• SUPPLIED PASSAGE:

***

Monday, September 24, 2007

The music videos of Mark Romanek

I've recently discovered that a number of the music videos I've admired were made by the same director. (Though I'm not really a music person, I really dig the visual poems that the music video genre is able to provide, although way too often MTV proper features lacklustre unpluggeds in a sea of adverts and reality shows).

Anyhoo, Mark Romanek - director of "One Hour Photo" - isn't just a wonderfully imaginative music video auteur - he's also an unapologetically literate one. And call me a wanker, but I lerrrrve his pomo back-references to the Masters. Consider the following works, where artists, writers and musicmakers dead and living crossbreed and fertilise the eyeballs:



Madonna's "Bedtime Story" (Bjork wrote the song!) paired with images from women surrealists Leonora Carrington, Frida Kahlo and Remedios Varo.




The Red Hot Chili Peppers'"Can't Stop", with antics inspired by Austrian performance artist/sculptor Eric Wurm.




k.d. lang's "Constant Craving", filmed against a set of Samuel Beckett's "Waiting for Godot".




Nine Inch Nails's "The Perfect Drug", featuring the live art of Edward Gorey. Also check out the Daliesque gore of their other collaboration with Romanek, "Closer".

***

• INFORMATION GIVEN:
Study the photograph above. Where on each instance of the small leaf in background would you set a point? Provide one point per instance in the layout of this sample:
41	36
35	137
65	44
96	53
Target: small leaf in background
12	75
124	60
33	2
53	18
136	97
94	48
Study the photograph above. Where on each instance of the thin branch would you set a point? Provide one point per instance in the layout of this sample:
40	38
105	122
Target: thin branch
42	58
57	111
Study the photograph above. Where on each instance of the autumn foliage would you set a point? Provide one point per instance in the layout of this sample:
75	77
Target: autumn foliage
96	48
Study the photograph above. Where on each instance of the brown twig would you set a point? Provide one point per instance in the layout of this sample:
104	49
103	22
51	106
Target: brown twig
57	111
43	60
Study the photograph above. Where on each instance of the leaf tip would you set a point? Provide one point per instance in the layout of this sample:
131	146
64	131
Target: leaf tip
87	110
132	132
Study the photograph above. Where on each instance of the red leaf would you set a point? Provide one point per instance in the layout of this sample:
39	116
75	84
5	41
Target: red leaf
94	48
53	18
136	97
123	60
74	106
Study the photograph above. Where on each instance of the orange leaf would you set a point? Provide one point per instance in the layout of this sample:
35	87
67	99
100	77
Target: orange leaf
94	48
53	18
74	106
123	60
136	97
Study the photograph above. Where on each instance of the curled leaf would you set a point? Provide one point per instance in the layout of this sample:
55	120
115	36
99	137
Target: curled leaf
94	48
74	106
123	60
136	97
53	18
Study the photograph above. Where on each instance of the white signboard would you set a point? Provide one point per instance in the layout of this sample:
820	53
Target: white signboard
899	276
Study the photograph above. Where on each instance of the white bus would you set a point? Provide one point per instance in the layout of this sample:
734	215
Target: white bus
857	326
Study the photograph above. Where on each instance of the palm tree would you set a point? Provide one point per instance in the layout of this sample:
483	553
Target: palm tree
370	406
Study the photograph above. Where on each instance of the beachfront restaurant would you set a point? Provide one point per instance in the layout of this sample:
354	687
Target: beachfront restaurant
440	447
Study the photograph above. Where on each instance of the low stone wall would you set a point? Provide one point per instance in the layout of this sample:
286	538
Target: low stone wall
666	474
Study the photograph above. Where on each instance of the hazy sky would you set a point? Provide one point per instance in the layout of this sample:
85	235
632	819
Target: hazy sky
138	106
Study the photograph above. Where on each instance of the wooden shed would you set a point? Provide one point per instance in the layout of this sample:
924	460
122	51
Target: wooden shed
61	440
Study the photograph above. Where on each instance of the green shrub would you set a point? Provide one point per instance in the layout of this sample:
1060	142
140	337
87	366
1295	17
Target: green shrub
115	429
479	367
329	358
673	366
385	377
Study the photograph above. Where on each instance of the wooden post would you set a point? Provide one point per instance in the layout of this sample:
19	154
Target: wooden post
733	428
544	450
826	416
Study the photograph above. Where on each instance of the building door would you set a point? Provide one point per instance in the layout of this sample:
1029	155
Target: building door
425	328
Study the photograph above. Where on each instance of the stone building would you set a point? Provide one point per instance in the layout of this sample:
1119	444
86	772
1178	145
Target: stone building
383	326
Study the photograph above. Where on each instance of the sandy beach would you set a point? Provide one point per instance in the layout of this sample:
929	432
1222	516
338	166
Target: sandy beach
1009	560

***

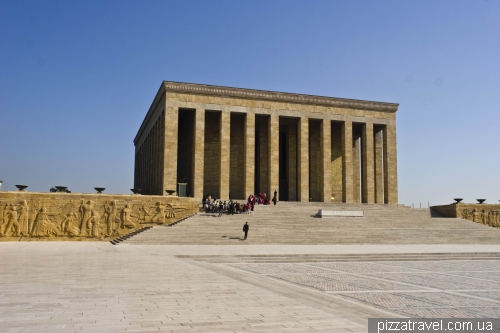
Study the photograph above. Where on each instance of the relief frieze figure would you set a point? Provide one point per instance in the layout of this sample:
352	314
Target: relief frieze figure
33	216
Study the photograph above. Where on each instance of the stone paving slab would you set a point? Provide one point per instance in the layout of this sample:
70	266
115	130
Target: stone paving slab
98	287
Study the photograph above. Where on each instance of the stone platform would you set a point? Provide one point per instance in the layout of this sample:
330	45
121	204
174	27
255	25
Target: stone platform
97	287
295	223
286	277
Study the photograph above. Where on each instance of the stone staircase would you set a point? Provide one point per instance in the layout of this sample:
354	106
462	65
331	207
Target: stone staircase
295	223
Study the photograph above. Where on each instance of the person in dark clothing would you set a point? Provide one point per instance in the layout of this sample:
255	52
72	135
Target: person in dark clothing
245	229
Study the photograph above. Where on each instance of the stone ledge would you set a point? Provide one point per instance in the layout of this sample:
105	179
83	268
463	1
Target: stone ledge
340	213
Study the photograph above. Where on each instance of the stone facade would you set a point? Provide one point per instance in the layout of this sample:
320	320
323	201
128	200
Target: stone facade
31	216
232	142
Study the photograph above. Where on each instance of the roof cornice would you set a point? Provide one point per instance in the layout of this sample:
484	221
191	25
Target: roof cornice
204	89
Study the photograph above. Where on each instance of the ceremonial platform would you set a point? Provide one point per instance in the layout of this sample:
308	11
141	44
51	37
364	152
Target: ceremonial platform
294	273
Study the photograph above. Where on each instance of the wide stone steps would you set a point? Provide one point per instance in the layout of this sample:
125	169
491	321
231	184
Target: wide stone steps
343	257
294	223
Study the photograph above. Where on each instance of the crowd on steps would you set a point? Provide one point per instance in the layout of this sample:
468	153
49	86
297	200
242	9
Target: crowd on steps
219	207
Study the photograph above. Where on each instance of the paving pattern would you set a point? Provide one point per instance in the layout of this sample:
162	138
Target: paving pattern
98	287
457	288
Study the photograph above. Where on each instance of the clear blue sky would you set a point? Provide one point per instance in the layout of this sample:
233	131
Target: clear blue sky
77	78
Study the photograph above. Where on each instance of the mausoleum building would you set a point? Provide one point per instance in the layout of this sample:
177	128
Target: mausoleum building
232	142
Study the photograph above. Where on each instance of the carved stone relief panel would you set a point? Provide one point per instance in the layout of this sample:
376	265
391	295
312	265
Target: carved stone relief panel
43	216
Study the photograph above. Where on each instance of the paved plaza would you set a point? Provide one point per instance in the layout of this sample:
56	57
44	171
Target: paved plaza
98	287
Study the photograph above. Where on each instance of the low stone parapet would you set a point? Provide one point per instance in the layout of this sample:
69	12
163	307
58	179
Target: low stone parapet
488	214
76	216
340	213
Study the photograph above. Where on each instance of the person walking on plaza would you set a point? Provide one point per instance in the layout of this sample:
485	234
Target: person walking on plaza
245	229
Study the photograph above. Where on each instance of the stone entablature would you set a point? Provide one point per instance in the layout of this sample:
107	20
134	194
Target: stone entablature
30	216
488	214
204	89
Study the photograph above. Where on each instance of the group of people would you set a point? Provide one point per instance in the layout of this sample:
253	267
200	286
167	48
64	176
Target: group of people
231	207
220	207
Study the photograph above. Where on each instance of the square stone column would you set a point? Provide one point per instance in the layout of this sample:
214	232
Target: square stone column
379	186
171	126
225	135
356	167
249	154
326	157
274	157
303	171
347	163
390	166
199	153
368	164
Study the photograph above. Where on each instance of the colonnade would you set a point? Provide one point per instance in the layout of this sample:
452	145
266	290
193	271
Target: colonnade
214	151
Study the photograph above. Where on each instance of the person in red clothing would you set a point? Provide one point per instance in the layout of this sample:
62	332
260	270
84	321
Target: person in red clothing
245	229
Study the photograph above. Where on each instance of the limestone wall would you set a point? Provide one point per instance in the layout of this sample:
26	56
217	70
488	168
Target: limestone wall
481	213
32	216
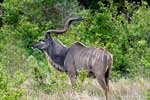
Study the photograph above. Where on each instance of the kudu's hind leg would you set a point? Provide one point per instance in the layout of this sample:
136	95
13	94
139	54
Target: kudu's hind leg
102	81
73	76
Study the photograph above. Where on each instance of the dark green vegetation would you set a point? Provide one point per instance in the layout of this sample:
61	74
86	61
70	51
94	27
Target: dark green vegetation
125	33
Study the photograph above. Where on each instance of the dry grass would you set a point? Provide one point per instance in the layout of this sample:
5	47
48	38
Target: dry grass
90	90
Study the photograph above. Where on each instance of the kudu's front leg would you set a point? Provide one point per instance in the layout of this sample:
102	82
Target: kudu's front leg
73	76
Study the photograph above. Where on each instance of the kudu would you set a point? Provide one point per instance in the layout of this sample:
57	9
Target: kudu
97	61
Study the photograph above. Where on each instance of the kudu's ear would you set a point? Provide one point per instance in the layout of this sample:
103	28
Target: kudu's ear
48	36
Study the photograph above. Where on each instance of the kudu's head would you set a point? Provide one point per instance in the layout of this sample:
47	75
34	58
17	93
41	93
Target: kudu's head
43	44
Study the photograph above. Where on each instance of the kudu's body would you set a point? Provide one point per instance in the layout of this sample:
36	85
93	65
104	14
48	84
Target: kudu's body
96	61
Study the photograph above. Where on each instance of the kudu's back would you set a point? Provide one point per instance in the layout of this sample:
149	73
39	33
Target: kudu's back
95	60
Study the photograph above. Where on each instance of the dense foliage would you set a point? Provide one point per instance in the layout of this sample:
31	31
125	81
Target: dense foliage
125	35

***

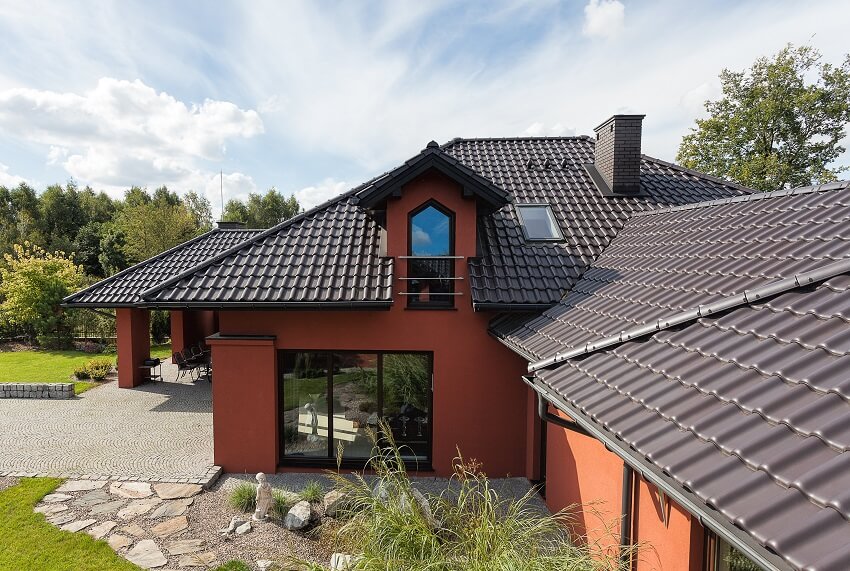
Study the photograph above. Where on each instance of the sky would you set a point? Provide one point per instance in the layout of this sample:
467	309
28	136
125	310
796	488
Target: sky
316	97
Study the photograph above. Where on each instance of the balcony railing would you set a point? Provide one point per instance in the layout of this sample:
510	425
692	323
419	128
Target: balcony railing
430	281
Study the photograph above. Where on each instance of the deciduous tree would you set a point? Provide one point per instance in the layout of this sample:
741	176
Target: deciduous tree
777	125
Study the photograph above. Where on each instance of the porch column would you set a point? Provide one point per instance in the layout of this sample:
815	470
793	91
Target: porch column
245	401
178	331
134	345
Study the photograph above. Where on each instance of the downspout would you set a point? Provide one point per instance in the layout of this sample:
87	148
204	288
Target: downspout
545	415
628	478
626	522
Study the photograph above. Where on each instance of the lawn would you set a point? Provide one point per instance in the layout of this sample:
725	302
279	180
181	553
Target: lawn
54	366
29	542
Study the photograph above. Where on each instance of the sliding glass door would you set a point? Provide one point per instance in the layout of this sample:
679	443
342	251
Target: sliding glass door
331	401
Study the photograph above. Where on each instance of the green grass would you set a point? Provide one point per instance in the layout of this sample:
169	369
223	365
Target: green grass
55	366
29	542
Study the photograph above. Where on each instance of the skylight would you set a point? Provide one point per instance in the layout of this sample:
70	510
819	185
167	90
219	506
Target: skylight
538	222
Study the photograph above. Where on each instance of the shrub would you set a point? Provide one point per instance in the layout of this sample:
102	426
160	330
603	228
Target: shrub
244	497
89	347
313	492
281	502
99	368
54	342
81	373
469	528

***

• EXERCISE OBJECTIVE:
The blog post on Mark Romanek's music videos says the writer isn't really a music person. Explain why the writer still enjoys music videos, and what often spoils them on MTV.

• ANSWER SECTION:
The writer enjoys the visual poems that music videos can offer. On MTV, though, they are too often crowded out by lackluster unpluggeds among ads and reality shows.